### SOURCE EXTRACT
++++++++++++++++++++

Picture an environmental or wildlife activist. Draw a mental picture and think about the major features that stand out. I am willing to place a bet that a sharp suit is not one of these features.
So, why is this? Why are conservation activists as well as conservationists themselves often associated with, well, the picture above? It is down to a couple of factors; the first is association. We associate activism with confrontationalism and we associate ‘green activism’ with a certain image and attitude. The second is that we don’t see many alternatives. The media narrative surrounding protest is often narrow in scope and lacks balance. There are many well reasoned and persuasive voices in conservation, but their arguments are all too often eclipsed by those who strike a more belligerent note. Whilst indignance is understandable, it's often only sensation that sells and that's not constructive.
To me, conservation needs to shake off the shackles of stereotypical protest and confrontationalism. More to the point, conservation and activism, can now set themselves apart from these stereotypes.
The need to do so is urgent, there is very little time left for us to take decisive, tangible action to halt climate change. If we want to achieve change we must act in a different manner; let’s take off our sandals and put on our suits.
Conservation and environmentalism is not only the ethically and morally sound choice to make but, crucially, it is the sensible and potentially profitable business decision. The New Scientist reports that every dollar spent on ecosystem restoration can yield up to $75 in return. That’s a good investment to even the most vehemently sceptical climate change doubter.
So, how do we go about changing the perception of activism? It is simple, support those who are proving the point. Renewable energy and ethical finance are two sectors seeing strong market growth and we have more choices here now than ever before. Support their message of business conscious environmentalism and get others around you to do the same.

++++++++++++++++++++

### YOUR TASKS
A: According to the piece on conservation activism, why are conservation activists often linked with a particular image? Answer in one to three sentences.
B: Rewrite the data items starting at the line that contains "locate flower stalk" and ending at the last line of the data items, offsetting every bounding-box coordinate in the answers by 54.

[Data items]
++++++++++++++++++++

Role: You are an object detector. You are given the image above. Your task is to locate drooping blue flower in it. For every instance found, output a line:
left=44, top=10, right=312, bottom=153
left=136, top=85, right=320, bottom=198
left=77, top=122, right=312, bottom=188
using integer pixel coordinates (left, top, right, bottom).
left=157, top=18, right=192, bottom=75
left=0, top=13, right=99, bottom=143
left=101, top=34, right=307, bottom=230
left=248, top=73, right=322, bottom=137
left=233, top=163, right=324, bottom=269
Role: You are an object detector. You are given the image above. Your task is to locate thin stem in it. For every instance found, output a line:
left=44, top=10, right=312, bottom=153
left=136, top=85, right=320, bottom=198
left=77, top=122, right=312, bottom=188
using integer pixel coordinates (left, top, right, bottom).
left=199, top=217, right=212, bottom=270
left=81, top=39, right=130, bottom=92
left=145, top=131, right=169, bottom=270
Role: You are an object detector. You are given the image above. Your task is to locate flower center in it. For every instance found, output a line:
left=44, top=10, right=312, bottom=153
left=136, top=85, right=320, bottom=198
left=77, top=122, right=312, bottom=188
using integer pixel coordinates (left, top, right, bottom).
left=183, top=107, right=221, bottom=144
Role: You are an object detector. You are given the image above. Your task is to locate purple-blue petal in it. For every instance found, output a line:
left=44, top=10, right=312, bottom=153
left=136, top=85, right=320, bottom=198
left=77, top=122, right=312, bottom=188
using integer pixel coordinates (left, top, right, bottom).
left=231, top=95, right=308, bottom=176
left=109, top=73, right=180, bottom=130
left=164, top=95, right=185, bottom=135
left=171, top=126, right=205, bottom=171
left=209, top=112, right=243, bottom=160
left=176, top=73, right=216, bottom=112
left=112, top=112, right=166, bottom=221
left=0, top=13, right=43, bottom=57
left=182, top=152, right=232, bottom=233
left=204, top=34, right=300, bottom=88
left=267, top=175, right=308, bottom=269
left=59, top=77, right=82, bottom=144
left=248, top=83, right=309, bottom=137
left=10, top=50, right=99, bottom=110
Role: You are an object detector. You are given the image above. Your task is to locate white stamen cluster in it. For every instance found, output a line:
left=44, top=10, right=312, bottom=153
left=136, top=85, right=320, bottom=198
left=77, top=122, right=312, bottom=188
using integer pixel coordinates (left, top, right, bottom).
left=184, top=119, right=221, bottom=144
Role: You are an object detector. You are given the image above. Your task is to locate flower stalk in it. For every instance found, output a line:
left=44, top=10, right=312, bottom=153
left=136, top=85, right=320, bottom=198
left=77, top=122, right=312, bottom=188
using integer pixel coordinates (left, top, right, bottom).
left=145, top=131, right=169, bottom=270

++++++++++++++++++++

### FULL SOLUTIONS
A: The piece gives two reasons. First, people associate activism with confrontation and "green activism" with a certain image and attitude. Second, few alternatives are visible, because media coverage of protest is narrow and unbalanced, so more belligerent voices often eclipse the well-reasoned ones.

B:
Role: You are an object detector. You are given the image above. Your task is to locate flower stalk in it. For every instance found, output a line:
left=44, top=10, right=312, bottom=153
left=136, top=85, right=320, bottom=198
left=77, top=122, right=312, bottom=188
using integer pixel coordinates (left, top, right, bottom).
left=199, top=185, right=223, bottom=324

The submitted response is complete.